→ WHAT IS REQUIRED
Repeat, line for line, the entries printed below.

→ INPUT RECORDS
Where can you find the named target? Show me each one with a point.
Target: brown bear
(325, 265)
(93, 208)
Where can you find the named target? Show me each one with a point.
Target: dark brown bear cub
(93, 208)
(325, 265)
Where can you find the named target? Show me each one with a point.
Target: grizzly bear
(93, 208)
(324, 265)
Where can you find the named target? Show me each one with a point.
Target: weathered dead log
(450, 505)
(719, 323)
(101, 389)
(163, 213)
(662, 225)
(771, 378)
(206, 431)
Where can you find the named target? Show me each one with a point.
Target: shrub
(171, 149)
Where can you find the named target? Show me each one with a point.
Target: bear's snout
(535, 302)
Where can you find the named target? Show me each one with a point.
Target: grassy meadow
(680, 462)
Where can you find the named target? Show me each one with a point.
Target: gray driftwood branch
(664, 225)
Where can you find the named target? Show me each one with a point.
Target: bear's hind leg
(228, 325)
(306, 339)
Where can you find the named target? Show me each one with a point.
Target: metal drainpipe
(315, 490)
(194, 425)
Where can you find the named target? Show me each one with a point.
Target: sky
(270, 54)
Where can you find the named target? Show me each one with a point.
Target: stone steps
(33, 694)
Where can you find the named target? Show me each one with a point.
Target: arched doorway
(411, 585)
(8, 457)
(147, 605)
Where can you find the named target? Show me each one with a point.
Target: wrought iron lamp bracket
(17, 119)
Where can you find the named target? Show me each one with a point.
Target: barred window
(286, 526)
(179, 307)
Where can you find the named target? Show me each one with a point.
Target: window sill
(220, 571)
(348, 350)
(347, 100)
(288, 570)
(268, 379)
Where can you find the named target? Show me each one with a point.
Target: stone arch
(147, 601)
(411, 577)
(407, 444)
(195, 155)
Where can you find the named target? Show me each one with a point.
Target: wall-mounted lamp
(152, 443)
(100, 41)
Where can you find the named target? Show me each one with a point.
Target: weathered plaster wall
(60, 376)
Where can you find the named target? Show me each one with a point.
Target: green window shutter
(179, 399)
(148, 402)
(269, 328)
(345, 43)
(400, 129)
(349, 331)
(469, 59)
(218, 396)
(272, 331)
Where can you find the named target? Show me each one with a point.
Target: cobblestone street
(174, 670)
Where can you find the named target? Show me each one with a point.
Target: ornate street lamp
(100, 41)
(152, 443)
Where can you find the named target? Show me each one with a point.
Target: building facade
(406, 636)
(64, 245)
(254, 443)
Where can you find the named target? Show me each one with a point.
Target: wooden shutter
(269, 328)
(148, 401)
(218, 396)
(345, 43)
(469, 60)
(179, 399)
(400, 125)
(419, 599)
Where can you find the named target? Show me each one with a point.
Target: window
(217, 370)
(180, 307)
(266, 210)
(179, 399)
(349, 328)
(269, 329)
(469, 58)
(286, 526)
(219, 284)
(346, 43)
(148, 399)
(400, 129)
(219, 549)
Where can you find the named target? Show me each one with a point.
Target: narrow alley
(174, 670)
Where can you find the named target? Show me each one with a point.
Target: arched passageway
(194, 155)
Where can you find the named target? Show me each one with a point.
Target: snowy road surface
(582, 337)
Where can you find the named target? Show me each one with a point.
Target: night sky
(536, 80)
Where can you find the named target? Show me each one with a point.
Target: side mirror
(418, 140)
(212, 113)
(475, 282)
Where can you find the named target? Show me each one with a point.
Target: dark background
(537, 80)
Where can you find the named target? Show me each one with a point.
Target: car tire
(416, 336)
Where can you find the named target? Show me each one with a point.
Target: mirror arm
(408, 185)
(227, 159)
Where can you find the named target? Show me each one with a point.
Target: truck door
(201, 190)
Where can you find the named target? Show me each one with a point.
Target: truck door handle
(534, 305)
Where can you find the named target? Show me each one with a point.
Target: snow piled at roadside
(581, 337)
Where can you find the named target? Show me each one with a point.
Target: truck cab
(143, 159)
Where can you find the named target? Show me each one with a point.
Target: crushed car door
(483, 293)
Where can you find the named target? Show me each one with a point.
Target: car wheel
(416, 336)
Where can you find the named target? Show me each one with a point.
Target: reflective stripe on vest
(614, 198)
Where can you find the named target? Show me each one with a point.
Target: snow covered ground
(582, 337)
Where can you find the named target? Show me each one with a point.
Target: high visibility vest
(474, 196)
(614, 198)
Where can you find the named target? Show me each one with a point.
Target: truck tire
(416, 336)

→ THE RESULT
Where can you find the named target? Show me each one with a point.
Target: brown bear
(325, 265)
(93, 208)
Where can you find the named target? Show me each one with a point.
Target: dark brown bear cub
(93, 208)
(325, 265)
Where can you find the named target? Show me each one with a point.
Target: grizzly bear
(93, 208)
(324, 265)
Where can you find the named target? Show me each one with a point.
Target: weathered dead log
(450, 505)
(719, 323)
(101, 389)
(163, 213)
(662, 225)
(771, 378)
(206, 431)
Where can you find the named target? Show me each one with a point.
Target: shrub
(171, 149)
Where can you find the named target? Show me each one with a point.
Target: bear's snout
(535, 302)
Where can you find the named target? Show me each one with a point.
Target: grassy meadow
(680, 462)
Where can you find the named target? Show me each one with a point.
Target: gray driftwood branch
(664, 225)
Where can you find the named target? Show me each one with a point.
Target: bear's hind leg
(228, 325)
(306, 339)
Where can you find the named target? Show me each one with a point.
Target: metal drainpipe
(315, 490)
(194, 425)
Where can you find the named target? Show me each one with a point.
Target: sky
(270, 54)
Where can you find the named target? Show me each one with a point.
Target: stone steps
(33, 694)
Where can you find the named target? Show me each one with a point.
Target: arched doorway
(411, 585)
(8, 457)
(147, 605)
Where can you find the named target? Show me each one with a point.
Target: wrought iron lamp bracket
(17, 119)
Where can you find the named target? Show me each one with a point.
Target: barred window
(286, 526)
(179, 307)
Where can you find the named target? Show me each one with a point.
Target: window sill
(220, 571)
(348, 350)
(347, 100)
(288, 570)
(268, 379)
Where can you find the named target? Show me each one with a point.
Target: stone arch
(147, 601)
(411, 577)
(407, 444)
(195, 155)
Where can you find the named target? Show me each one with a point.
Target: wall-mounted lamp
(152, 443)
(100, 41)
Where can you find the named target? Show me each one with a point.
Target: weathered plaster wall
(60, 376)
Where can you find the named target? Show me each one with a point.
Target: green window shutter
(179, 399)
(148, 402)
(269, 328)
(345, 43)
(400, 129)
(349, 331)
(469, 59)
(218, 396)
(272, 331)
Where can you find the named target? Show me each one with a point.
Target: cobblestone street
(174, 670)
Where can you find the named target? Show me each one with a point.
Target: ornate street lamp
(100, 41)
(152, 443)
Where can you find the named target? Show me each one with a point.
Target: building facade
(406, 636)
(64, 245)
(254, 443)
Where can you find the named target? Show me each one with a point.
Target: wooden shutter
(269, 328)
(148, 401)
(218, 396)
(345, 43)
(469, 60)
(179, 399)
(400, 125)
(419, 599)
Where can you find the named target? Show me each one with a point.
Target: window
(217, 370)
(180, 307)
(266, 210)
(179, 399)
(349, 328)
(269, 329)
(469, 58)
(286, 526)
(219, 284)
(346, 43)
(148, 399)
(400, 129)
(219, 549)
Where can you find the named target? Show me each one with a point.
Target: narrow alley
(174, 670)
Where can you find the named target? Show me each one with a point.
Target: arched passageway
(194, 155)
Where can you find the named target? Show me each one with a point.
Target: snowy road surface
(582, 337)
Where can you find the named target? Show me each one with a point.
Target: night sky
(536, 80)
Where can you find the named target? Show me each one with a point.
Target: side mirror
(418, 140)
(212, 113)
(475, 282)
Where can you find the named target? Show me each one with a point.
Target: dark background
(537, 80)
Where can you find the named target? Show me each one with a point.
Target: car tire
(416, 336)
Where can you find the named target? Show me each one with a point.
Target: mirror arm
(408, 185)
(227, 159)
Where can you find the named target? Show me each one with a point.
Target: truck door
(201, 190)
Where can you find the named target? Show me each one with a point.
Target: truck door handle
(534, 305)
Where can you find the named target? Show me each one with a point.
Target: snow piled at roadside
(581, 337)
Where can you find the named target? Show me each one with a point.
Target: truck cab
(143, 159)
Where can you find the named target? Show me each one with a point.
Target: crushed car door
(483, 293)
Where can you find the named target? Show me each one with a point.
Target: car wheel
(416, 336)
Where can you find the named target? Show me each one with a point.
Target: reflective stripe on vest
(614, 198)
Where can you find the named target? Show me each one with a point.
Target: snow covered ground
(582, 337)
Where can you find the named target? Show me each one with a point.
Target: high visibility vest
(474, 196)
(614, 198)
Where can you find the named target? Show me each one with a point.
Target: truck tire
(416, 336)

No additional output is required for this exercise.